**** SUPPLIED RECORDS
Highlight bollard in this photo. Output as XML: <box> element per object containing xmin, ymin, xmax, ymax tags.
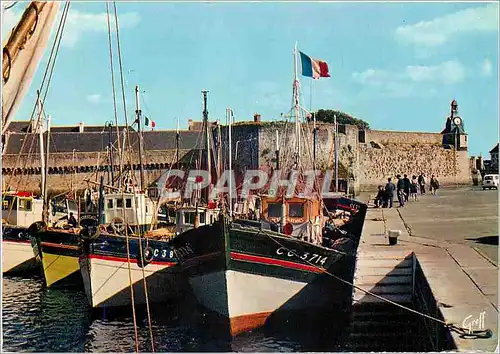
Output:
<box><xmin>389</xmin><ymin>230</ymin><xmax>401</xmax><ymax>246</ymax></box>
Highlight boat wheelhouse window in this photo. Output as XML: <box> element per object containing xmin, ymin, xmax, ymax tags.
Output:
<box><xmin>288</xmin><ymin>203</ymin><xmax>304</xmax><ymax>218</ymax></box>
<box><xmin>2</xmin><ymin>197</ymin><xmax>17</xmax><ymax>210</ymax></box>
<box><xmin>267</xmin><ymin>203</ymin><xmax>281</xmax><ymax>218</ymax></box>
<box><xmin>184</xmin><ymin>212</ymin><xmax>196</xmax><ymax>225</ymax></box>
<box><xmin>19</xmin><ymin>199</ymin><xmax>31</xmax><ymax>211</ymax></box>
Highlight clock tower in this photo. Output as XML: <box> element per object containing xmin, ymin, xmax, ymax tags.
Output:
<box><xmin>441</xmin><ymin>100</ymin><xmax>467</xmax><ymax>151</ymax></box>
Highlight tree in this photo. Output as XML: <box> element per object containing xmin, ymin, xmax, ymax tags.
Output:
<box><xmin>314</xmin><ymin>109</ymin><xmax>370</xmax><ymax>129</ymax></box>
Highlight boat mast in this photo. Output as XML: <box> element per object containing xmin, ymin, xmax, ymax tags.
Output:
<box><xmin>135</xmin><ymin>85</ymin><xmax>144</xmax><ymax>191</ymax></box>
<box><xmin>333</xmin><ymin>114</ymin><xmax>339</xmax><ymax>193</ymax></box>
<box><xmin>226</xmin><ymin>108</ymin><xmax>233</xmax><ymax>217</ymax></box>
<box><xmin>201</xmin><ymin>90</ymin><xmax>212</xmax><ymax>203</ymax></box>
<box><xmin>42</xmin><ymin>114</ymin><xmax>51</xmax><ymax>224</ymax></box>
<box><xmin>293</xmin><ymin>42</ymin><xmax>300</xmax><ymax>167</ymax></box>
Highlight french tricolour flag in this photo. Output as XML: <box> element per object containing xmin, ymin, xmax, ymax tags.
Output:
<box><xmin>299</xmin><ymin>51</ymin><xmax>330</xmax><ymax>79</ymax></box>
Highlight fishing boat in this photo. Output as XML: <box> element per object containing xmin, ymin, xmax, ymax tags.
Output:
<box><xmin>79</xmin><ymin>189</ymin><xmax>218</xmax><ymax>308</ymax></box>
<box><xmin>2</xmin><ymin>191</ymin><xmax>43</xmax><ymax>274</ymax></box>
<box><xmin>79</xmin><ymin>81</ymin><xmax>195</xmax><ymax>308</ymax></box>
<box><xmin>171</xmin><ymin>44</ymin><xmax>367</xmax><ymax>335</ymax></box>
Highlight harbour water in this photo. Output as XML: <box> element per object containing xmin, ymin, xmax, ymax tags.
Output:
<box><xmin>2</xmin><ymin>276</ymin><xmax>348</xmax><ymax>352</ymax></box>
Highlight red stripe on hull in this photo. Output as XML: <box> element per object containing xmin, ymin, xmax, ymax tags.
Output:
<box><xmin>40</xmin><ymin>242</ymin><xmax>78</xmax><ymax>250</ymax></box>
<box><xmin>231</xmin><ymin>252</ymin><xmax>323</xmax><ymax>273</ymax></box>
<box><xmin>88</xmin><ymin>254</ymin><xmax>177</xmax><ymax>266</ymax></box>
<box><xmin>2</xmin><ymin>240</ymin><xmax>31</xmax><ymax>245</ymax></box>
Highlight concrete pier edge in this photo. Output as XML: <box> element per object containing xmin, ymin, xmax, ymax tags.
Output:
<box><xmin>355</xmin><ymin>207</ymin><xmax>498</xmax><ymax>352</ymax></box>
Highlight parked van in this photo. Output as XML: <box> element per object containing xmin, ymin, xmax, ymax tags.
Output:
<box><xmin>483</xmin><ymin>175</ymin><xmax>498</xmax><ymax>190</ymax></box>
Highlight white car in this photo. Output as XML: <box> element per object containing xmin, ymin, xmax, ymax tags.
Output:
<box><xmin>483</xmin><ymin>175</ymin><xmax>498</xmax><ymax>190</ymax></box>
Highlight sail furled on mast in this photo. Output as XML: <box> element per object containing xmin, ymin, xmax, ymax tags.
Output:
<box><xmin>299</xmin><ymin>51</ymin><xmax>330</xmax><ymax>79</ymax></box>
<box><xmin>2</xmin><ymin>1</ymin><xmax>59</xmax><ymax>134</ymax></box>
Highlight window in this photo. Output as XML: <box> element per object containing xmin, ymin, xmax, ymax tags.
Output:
********
→ **CHALLENGE**:
Leave out the pictures and output every record above precisely as given.

→ **TASK OUTPUT**:
Highlight bollard in this photo. Output as XML: <box> element per object containing xmin, ymin, xmax, ymax tags.
Output:
<box><xmin>389</xmin><ymin>230</ymin><xmax>401</xmax><ymax>246</ymax></box>
Highlight boat wheelhouse window in this photo. Output as XML: <box> element per object containing xmin, ymin, xmax, ymax tags.
Output:
<box><xmin>288</xmin><ymin>203</ymin><xmax>304</xmax><ymax>218</ymax></box>
<box><xmin>2</xmin><ymin>197</ymin><xmax>17</xmax><ymax>210</ymax></box>
<box><xmin>267</xmin><ymin>203</ymin><xmax>281</xmax><ymax>218</ymax></box>
<box><xmin>184</xmin><ymin>212</ymin><xmax>196</xmax><ymax>225</ymax></box>
<box><xmin>19</xmin><ymin>199</ymin><xmax>31</xmax><ymax>211</ymax></box>
Highlight clock tower in this photo. Output as XML: <box> element per object containing xmin, ymin, xmax, ymax tags.
Output:
<box><xmin>441</xmin><ymin>100</ymin><xmax>467</xmax><ymax>151</ymax></box>
Highlight tree in this photo. Output as XML: <box> element per object containing xmin, ymin, xmax, ymax tags.
Output:
<box><xmin>314</xmin><ymin>109</ymin><xmax>370</xmax><ymax>129</ymax></box>
Highlight boat mast in this photo. Output as XML: <box> element per object containing xmin, ymin, xmax, ymax tags.
Output:
<box><xmin>135</xmin><ymin>85</ymin><xmax>144</xmax><ymax>191</ymax></box>
<box><xmin>333</xmin><ymin>114</ymin><xmax>339</xmax><ymax>193</ymax></box>
<box><xmin>226</xmin><ymin>108</ymin><xmax>233</xmax><ymax>217</ymax></box>
<box><xmin>201</xmin><ymin>90</ymin><xmax>212</xmax><ymax>203</ymax></box>
<box><xmin>42</xmin><ymin>114</ymin><xmax>51</xmax><ymax>224</ymax></box>
<box><xmin>293</xmin><ymin>42</ymin><xmax>300</xmax><ymax>167</ymax></box>
Highlight french tricolour flag in this photo. Output as XML: <box> element per object containing xmin, ymin, xmax, ymax tags.
Output:
<box><xmin>299</xmin><ymin>51</ymin><xmax>330</xmax><ymax>79</ymax></box>
Highlight fishing boat in this photo. Output as XML: <box> element per object containing xmin, ymin, xmax, ymax tags.
Output:
<box><xmin>79</xmin><ymin>189</ymin><xmax>218</xmax><ymax>308</ymax></box>
<box><xmin>2</xmin><ymin>191</ymin><xmax>43</xmax><ymax>274</ymax></box>
<box><xmin>79</xmin><ymin>81</ymin><xmax>195</xmax><ymax>308</ymax></box>
<box><xmin>171</xmin><ymin>44</ymin><xmax>367</xmax><ymax>335</ymax></box>
Highlight harbour water in this photo. Output as XML: <box> element per object containing xmin, ymin, xmax, ymax tags.
Output:
<box><xmin>2</xmin><ymin>276</ymin><xmax>348</xmax><ymax>352</ymax></box>
Highlight red stripe on hull in this photo. Output as XML: <box> element per object containing xmin, ymin, xmax, ymax tags.
Output:
<box><xmin>40</xmin><ymin>242</ymin><xmax>78</xmax><ymax>250</ymax></box>
<box><xmin>231</xmin><ymin>252</ymin><xmax>323</xmax><ymax>273</ymax></box>
<box><xmin>88</xmin><ymin>254</ymin><xmax>177</xmax><ymax>266</ymax></box>
<box><xmin>2</xmin><ymin>240</ymin><xmax>31</xmax><ymax>245</ymax></box>
Highlight concrete pier edge in this photo. Output as XML: <box> element per object containing xmin, ymin, xmax, ymax tags.
Output:
<box><xmin>355</xmin><ymin>207</ymin><xmax>498</xmax><ymax>352</ymax></box>
Highlight parked van in this photo. Output as XML: <box> element per object containing xmin, ymin, xmax, ymax tags.
Output:
<box><xmin>483</xmin><ymin>175</ymin><xmax>498</xmax><ymax>190</ymax></box>
Highlight white car in this photo. Output as XML: <box> element per object containing xmin, ymin, xmax, ymax tags.
Output:
<box><xmin>483</xmin><ymin>175</ymin><xmax>498</xmax><ymax>190</ymax></box>
Highlight sail furled on mast in this photo. Output as XML: <box> element per object containing xmin, ymin, xmax, ymax tags.
Output:
<box><xmin>299</xmin><ymin>51</ymin><xmax>330</xmax><ymax>79</ymax></box>
<box><xmin>2</xmin><ymin>1</ymin><xmax>59</xmax><ymax>134</ymax></box>
Highlight window in this photo. Output as XML: <box> element per object containing xmin, ymin, xmax, ymax tags.
Output:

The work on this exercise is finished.